The request
Identify each line in the records below that contains the string "covered" and copy those lines. Case counts.

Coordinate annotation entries
====

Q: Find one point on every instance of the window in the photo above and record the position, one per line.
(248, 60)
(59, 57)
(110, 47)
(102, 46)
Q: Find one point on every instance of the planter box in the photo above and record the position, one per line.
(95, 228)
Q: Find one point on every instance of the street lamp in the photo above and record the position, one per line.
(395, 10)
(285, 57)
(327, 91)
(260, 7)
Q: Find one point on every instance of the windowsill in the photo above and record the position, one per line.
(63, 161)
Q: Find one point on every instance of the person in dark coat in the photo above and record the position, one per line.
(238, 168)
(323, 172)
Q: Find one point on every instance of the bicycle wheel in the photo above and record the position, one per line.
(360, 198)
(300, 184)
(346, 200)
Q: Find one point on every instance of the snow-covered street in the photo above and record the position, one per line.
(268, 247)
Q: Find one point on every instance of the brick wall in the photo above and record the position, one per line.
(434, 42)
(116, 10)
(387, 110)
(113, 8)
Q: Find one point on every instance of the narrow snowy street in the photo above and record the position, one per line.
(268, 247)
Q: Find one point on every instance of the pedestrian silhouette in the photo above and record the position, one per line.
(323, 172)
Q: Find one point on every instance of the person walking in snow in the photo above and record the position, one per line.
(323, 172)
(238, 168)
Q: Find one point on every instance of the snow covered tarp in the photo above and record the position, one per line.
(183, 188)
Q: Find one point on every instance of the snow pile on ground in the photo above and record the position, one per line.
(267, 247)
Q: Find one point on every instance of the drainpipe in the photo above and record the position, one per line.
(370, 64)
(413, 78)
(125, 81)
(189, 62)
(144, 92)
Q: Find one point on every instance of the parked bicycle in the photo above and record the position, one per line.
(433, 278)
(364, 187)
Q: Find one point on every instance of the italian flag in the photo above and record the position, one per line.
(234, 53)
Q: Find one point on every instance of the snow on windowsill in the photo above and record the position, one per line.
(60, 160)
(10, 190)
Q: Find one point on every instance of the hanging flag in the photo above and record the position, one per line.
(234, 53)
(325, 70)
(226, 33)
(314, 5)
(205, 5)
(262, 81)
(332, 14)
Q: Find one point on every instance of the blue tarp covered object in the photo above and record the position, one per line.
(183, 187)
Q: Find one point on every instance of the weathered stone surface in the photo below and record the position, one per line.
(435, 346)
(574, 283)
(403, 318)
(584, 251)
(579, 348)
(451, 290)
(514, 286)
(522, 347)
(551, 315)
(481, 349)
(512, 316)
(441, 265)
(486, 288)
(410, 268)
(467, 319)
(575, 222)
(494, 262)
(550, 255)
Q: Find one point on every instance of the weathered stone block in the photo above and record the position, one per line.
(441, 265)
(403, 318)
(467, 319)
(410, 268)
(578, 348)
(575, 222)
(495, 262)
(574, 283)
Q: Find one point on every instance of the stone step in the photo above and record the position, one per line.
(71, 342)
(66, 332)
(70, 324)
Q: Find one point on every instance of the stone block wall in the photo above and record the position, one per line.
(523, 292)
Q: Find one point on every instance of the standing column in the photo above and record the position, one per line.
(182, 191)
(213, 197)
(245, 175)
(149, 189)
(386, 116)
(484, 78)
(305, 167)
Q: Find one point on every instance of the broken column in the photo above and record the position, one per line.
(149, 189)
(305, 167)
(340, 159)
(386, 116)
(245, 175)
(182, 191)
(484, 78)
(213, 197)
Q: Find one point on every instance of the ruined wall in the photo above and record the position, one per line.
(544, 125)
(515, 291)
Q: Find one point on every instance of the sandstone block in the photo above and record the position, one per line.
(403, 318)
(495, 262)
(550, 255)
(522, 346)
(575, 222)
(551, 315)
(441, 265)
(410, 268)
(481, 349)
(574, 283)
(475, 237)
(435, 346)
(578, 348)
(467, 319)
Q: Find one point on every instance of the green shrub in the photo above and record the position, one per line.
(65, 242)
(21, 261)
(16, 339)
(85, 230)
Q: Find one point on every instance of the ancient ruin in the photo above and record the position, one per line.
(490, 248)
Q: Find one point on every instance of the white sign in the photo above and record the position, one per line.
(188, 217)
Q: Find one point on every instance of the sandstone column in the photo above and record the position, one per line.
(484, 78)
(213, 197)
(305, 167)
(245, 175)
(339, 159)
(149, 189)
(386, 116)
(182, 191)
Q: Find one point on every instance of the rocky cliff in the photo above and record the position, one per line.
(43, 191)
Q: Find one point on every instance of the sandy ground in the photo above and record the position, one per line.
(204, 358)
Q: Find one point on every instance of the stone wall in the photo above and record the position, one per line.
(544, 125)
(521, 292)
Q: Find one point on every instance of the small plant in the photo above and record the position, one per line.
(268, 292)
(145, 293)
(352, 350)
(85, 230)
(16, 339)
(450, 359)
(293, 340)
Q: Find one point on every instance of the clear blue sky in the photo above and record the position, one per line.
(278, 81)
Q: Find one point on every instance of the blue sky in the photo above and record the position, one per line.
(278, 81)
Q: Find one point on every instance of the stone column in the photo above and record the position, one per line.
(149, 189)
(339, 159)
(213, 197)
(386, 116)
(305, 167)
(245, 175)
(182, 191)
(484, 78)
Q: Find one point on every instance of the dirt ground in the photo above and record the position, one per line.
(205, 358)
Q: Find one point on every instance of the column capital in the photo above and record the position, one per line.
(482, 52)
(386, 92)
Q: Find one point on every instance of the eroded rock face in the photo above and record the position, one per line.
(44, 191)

====

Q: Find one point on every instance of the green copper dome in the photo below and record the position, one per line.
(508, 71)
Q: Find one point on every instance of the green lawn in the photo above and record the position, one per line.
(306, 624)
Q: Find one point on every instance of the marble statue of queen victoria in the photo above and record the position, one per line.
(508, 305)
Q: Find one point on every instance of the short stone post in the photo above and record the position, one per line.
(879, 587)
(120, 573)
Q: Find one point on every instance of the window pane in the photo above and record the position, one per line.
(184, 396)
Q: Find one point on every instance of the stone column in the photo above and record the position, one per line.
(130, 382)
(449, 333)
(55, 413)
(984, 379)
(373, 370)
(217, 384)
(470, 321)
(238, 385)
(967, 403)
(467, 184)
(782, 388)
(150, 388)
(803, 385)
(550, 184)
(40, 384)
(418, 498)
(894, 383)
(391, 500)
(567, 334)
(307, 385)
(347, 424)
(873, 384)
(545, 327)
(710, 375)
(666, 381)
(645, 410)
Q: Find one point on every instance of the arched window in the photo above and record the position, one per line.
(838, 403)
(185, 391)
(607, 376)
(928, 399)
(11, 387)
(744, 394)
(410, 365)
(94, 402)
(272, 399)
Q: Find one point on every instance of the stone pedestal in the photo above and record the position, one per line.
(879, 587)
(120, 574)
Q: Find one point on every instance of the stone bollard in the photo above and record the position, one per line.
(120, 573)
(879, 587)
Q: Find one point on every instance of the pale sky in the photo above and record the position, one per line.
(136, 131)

====

Complete response
Q: Find one point on every instance of the snow-covered street in the photo above and record the position, one per line.
Q: Find one point on every instance of the snow covered tarp in the photo above and record the position, one per line.
Q: Find one point on every instance of the blue tarp covered object in the photo above and record the position, one per line.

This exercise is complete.